:: Directive 1 ::
In the passage on cluster timeout and lease timeout, what does the lease timeout prevent when communication errors occur?
:: Directive 2 ::
Identify every line of the rows that contains the word "smiling".

:: Source ::
┄┄┄┄┄┄
Relationship between cluster timeout and lease timeout
The primary function of the lease mechanism is to take the SQL Server resource offline if the cluster service cannot communicate with the instance while performing a failover to another node. When the cluster performs the offline operation on the AG cluster resource, the cluster service makes an RPC call to rhs.exe to take the resource offline. The resource DLL uses stored procedures to tell SQL Server to take the AG offline, but this stored procedure could fail or timeout. The resource host also stops its own lease renewal thread during the offline call. In the worst-case, SQL Server will cause the lease to expire in ½ * LeaseTimeout and transition the instance to a resolving state. Failovers can be initiated by multiple different parties, but it is vitally important that the view of the cluster state is consistent across the cluster and across SQL Server instances. For example, imagine a scenario where the primary instance loses connection with the rest of the cluster. Each node in the cluster will determine a failure at similar times due to the cluster timeout values, but only the primary node can interact with the primary SQL Server instance to force it to give up the primary role.
From the primary node's perspective, the cluster service will have lost quorum and the service will begin to terminate itself. The cluster service will issue an RPC call to the resource host to terminate the process. This terminate call is responsible for taking the AG offline on the SQL Server instance. This offline call is done via T-SQL, but cannot guarantee that the connection will be successfully established between SQL and the resource DLL.
From the perspective of the rest of the cluster, there is currently no primary replica and it will vote and establish a single new primary for the remaining nodes in the cluster. If stored procedure that was called by the resource DLL, fails or times-out, the cluster could be vulnerable to a split brain scenario.
The lease timeout prevents split brain scenarios in the face of communication errors. Even if all communication fails, the resource DLL process will terminate and be unable to update the lease. Once the lease expires, it will take the AG offline on its own. The instance of SQL Server needs to be aware that it no longer hosts the primary replica before the cluster establishes a new one. Since the rest of the cluster, which is responsible for choosing a new primary replica has no means of coordinating with the current primary replica, the timeout values ensures that a new primary replica is not established before the current primary takes itself offline.
When the cluster fails over, the instance of SQL Server that hosts the previous primary replica must transition to a resolving state before the new primary replica comes online. The SQL Server lease thread at any point has a remaining time-to-live of ½ * LeaseTimeout, because whenever the lease is renewed the new time-to-live is updated to the LeaseInterval or ½ * LeaseTimeout. If the cluster service or the resource host stalls or terminates without signaling the lease stop event, the cluster will declare the primary node dead after SameSubnetThreshold\ SameSubnetDelay milliseconds. Within this time, the lease must expire so the primary is guaranteed to be offline. Because the max time-to-live for the lease timeout is ½ * LeaseTimeout, ½ * LeaseTimeout must be less than SameSubnetThreshold * SameSubnetDelay.
SameSubnetThreshold \<= CrossSubnetThreshold and SameSubnetDelay \<= CrossSubnetDelay should be true of all SQL Server clusters.
┄┄┄┄┄┄
:: Extracted data ::
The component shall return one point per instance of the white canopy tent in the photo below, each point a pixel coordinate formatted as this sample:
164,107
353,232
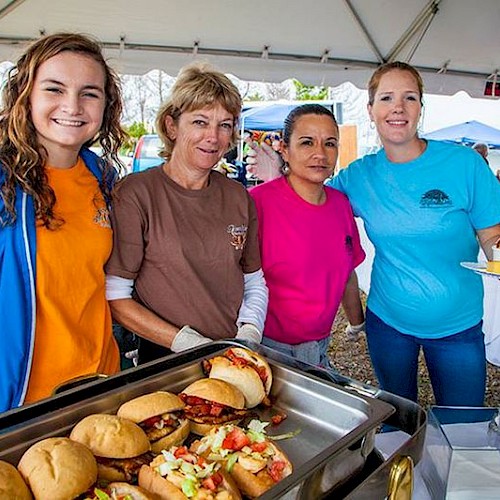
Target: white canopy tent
455,43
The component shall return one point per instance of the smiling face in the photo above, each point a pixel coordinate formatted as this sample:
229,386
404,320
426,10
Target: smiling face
396,109
201,138
67,105
312,150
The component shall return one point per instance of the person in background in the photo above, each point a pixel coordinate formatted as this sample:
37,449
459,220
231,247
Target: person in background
309,241
482,149
185,267
426,206
55,234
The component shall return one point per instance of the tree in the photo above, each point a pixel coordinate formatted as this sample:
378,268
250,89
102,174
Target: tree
309,92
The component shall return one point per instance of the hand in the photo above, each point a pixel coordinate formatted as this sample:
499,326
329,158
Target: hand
250,332
353,331
263,161
187,338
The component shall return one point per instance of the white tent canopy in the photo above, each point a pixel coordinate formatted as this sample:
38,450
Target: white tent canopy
455,43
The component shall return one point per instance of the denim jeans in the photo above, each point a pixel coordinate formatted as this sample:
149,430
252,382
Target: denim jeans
314,352
456,364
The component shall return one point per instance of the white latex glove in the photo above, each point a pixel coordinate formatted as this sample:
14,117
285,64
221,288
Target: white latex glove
250,332
263,161
187,338
353,331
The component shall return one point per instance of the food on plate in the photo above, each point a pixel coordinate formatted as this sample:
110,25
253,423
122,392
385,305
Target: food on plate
119,491
12,485
160,416
245,369
494,264
58,468
120,446
178,474
211,402
251,458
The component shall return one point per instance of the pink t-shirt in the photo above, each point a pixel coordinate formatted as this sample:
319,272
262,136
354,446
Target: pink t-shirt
308,253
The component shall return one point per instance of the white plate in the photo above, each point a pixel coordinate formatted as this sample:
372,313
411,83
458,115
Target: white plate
479,268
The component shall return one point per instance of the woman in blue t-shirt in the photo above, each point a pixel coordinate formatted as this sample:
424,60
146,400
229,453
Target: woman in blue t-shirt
425,206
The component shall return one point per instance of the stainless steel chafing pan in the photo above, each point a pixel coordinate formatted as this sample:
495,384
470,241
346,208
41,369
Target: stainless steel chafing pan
332,455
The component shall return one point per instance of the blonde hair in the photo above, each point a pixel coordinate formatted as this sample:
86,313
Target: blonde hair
386,68
22,157
197,86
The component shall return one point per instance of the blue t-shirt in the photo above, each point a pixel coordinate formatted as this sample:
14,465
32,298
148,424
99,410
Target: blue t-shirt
421,217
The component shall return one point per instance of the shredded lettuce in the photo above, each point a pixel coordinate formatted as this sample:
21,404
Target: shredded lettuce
189,487
231,460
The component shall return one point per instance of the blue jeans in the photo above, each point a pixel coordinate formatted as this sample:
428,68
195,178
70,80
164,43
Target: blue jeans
314,352
456,364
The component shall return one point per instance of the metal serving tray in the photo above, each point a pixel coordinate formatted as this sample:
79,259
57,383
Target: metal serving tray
337,425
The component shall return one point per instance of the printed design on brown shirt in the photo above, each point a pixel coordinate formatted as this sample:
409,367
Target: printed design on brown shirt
238,235
101,218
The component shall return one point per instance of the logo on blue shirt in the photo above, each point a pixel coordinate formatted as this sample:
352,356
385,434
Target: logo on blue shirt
435,198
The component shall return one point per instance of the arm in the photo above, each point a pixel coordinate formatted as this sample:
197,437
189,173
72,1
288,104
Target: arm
145,323
263,161
253,310
351,303
487,238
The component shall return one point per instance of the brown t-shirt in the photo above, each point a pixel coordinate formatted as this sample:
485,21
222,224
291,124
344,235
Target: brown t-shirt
187,250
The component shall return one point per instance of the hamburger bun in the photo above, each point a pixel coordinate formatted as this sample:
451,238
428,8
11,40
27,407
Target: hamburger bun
251,373
12,485
218,391
214,391
158,404
58,468
110,436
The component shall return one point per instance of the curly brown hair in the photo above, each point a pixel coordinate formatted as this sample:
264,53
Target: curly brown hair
22,157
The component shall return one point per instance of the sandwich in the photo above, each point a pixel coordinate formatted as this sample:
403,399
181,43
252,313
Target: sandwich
250,457
58,468
160,416
245,369
12,485
119,491
120,446
211,402
178,474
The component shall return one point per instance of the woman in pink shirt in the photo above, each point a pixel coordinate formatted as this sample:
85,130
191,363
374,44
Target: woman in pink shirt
309,241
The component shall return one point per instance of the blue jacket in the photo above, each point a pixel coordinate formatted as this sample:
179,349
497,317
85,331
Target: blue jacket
17,292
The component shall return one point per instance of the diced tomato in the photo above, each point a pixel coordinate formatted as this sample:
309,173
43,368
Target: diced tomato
179,452
209,484
276,470
278,418
216,409
217,478
258,447
235,440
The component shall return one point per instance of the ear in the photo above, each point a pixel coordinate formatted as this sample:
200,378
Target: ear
171,127
370,114
284,151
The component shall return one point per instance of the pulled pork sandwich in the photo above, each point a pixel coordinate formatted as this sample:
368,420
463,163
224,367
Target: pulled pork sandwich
245,369
120,446
254,461
119,491
211,402
160,415
12,485
58,468
178,474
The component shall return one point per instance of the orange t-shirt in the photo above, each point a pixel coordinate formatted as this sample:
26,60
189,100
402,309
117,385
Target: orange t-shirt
73,320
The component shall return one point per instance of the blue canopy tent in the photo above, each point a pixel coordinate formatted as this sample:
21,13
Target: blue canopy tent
467,133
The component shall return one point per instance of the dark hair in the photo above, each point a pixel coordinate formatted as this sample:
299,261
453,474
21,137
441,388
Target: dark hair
386,68
305,109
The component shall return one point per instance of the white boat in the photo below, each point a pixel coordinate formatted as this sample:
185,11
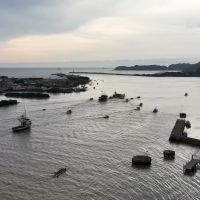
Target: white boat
25,123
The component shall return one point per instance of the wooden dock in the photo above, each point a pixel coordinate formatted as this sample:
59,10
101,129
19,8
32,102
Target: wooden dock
178,134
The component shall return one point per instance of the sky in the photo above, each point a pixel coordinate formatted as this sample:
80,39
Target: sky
97,30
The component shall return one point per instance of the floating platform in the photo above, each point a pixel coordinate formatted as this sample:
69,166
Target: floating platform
191,166
178,134
141,160
169,154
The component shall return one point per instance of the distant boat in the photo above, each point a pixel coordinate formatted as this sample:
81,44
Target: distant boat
103,98
25,123
59,172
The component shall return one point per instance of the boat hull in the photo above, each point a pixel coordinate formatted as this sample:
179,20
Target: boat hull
20,128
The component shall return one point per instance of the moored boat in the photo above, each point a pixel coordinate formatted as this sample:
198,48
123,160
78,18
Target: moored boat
25,123
59,172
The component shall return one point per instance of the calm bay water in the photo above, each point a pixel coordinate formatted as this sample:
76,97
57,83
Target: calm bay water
98,151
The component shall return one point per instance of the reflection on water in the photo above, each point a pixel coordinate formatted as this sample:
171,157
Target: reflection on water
98,151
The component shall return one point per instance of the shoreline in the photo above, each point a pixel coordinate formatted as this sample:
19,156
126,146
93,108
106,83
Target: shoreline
164,74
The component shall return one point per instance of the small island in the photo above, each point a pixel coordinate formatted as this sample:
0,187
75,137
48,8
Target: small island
173,70
38,87
32,95
172,67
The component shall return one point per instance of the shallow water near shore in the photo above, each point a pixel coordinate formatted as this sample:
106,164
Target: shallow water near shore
98,151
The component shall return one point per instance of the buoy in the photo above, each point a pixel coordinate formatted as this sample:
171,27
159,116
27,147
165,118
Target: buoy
182,115
188,124
69,112
169,154
155,110
141,160
138,108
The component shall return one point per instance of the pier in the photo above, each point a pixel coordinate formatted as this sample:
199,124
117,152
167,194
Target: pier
178,134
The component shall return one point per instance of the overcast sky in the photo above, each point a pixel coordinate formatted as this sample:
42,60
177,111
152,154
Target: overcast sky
88,30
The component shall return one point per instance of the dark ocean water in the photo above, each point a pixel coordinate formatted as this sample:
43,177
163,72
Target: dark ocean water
98,151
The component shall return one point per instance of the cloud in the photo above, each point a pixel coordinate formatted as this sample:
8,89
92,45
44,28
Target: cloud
32,17
98,29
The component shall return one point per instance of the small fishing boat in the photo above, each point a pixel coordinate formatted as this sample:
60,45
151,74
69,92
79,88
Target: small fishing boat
103,98
188,124
59,172
25,123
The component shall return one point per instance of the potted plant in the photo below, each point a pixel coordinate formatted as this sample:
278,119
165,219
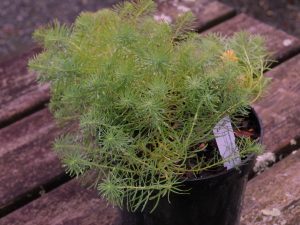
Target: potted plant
151,104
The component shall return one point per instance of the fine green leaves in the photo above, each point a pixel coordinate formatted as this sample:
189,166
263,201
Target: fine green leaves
143,95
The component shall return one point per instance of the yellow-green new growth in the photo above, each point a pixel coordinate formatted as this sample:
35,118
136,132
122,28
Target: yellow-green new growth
143,94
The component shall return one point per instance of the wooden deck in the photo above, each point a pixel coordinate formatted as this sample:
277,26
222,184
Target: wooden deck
34,189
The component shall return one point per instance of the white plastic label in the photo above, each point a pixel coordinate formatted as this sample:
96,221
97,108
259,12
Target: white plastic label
226,143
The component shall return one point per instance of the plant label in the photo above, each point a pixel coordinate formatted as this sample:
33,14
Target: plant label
226,143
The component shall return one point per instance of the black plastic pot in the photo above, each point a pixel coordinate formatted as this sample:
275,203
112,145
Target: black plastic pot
213,200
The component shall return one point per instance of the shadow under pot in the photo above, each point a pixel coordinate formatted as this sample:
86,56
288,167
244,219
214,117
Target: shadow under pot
212,200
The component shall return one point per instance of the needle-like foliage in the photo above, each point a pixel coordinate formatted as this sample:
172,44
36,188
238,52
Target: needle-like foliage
143,94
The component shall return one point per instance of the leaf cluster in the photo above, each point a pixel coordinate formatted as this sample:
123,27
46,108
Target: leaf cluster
142,99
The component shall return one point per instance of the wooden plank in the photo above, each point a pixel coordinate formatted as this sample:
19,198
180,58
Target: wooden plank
20,94
26,161
279,110
207,12
281,44
70,204
273,197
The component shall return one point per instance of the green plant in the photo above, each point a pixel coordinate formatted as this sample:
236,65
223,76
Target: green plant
143,95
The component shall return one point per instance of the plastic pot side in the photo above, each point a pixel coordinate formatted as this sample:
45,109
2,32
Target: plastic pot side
214,200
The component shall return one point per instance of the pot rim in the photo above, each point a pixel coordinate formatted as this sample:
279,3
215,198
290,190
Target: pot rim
248,160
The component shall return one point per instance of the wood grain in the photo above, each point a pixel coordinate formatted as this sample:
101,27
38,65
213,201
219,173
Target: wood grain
276,190
279,43
207,12
19,92
26,159
279,110
70,204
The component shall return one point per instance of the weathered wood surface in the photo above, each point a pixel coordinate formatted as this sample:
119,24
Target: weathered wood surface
279,110
26,159
274,196
19,92
281,44
70,204
207,12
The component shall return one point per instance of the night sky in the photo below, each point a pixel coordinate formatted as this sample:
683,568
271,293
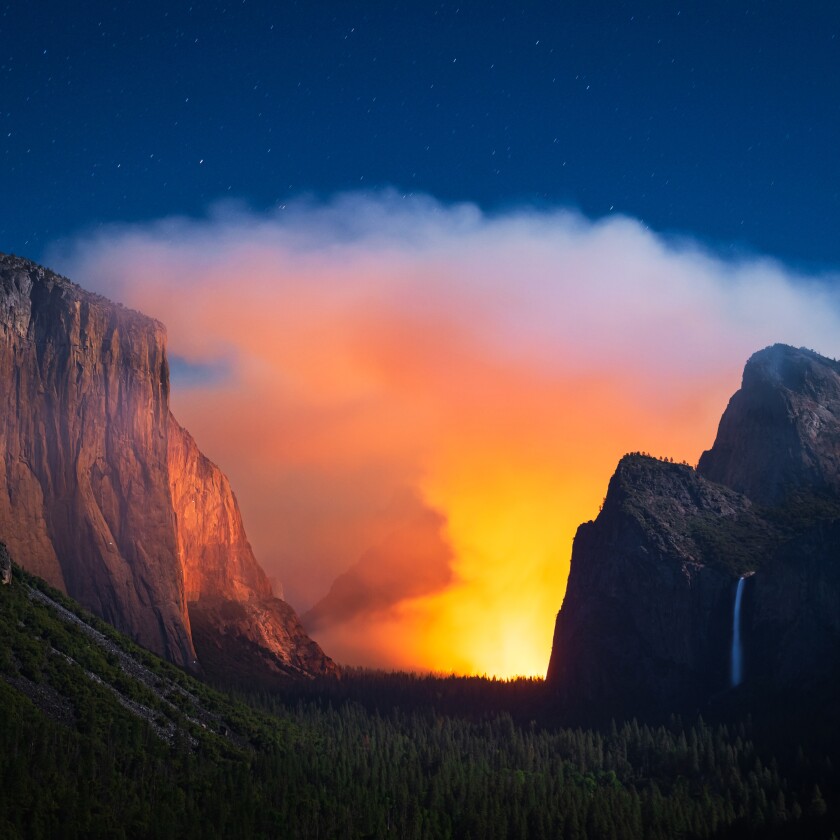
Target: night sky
717,120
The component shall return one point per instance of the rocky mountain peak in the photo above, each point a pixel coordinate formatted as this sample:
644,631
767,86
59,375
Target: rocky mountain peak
105,496
780,433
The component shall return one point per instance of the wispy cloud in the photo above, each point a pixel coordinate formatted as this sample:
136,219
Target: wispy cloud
496,366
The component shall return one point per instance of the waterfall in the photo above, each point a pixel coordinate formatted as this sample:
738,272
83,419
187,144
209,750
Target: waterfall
737,669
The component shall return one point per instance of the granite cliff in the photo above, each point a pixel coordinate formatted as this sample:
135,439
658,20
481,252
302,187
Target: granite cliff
105,495
647,620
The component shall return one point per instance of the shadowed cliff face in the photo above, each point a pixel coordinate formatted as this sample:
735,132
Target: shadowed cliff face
646,624
105,495
781,431
644,592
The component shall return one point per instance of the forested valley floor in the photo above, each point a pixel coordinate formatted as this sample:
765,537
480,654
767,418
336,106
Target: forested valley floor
┄┄┄┄┄┄
:: Task solution 1 ::
Split brain scenarios.

:: Task solution 2 ::
The component shall return one point per instance of the smiling face in the photo above, each point a pixel coordinate formatted as this sample:
Target: smiling face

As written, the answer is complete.